Exercise brief: Recast the material below as a Markdown table with two columns, Row and Line, from the line containing "of the peeling" down to the end of the material. Give each line its own numbered row and leave out blank lines.
** BEGIN Supplied information **
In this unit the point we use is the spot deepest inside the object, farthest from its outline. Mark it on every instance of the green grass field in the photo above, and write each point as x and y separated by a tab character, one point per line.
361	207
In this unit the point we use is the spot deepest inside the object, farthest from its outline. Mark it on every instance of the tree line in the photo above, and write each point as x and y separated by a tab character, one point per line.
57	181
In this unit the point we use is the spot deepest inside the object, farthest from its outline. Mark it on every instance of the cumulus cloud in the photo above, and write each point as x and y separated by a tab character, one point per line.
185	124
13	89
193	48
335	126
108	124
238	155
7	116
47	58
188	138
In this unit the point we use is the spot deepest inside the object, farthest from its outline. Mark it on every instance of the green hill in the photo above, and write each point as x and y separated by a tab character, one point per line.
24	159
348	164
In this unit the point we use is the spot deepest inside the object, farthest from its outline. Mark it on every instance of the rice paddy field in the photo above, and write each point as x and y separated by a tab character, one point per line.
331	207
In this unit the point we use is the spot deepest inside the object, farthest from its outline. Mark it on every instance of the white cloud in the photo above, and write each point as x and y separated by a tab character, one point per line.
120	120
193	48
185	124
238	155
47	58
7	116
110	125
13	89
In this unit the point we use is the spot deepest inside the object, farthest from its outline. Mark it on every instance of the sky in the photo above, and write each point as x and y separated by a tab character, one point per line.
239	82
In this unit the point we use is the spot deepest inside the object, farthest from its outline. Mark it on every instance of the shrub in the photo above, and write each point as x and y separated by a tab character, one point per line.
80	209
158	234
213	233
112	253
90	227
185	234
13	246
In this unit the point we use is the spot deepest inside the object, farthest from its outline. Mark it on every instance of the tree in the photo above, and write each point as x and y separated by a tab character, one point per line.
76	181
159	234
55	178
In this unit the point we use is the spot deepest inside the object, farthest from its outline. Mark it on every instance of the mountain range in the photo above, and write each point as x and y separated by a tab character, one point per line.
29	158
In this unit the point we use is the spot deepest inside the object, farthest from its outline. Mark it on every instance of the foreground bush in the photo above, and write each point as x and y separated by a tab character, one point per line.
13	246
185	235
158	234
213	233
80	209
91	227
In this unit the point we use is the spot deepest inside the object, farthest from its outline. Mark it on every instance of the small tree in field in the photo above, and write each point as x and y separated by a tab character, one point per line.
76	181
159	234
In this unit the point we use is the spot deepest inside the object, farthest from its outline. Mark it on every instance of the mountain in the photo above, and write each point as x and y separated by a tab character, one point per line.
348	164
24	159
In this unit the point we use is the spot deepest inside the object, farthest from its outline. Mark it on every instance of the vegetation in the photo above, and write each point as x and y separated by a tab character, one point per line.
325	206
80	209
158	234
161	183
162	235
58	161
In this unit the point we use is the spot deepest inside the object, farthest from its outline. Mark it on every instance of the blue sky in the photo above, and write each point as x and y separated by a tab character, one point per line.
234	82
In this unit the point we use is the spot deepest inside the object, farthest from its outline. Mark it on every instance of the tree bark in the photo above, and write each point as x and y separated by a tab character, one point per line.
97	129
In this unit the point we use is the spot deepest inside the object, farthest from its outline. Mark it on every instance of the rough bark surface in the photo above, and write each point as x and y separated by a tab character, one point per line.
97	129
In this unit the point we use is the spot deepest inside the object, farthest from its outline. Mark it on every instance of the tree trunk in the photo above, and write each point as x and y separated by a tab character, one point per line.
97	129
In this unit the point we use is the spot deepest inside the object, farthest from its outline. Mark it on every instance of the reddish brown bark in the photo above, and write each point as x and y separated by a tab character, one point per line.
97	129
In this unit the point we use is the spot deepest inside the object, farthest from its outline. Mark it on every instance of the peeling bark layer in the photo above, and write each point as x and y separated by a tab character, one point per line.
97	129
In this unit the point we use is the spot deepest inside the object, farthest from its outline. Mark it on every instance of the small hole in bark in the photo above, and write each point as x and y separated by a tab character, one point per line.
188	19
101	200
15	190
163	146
** END Supplied information **
Exercise answer:
| Row | Line |
|---|---|
| 1 | In this unit the point we use is the spot deepest inside the object, farthest from its outline. Mark it on every instance of the peeling bark layer in the photo above, and write each point as x and y separated by a tab character, one point per line. |
| 2 | 97	129 |
| 3 | In this unit the point we use is the spot deepest inside the object, farthest from its outline. Mark it on every instance of the small hole in bark in the photo above, and write each point as x and y separated by a tab character, one point per line. |
| 4 | 188	19 |
| 5 | 101	200 |
| 6 | 15	190 |
| 7 | 163	146 |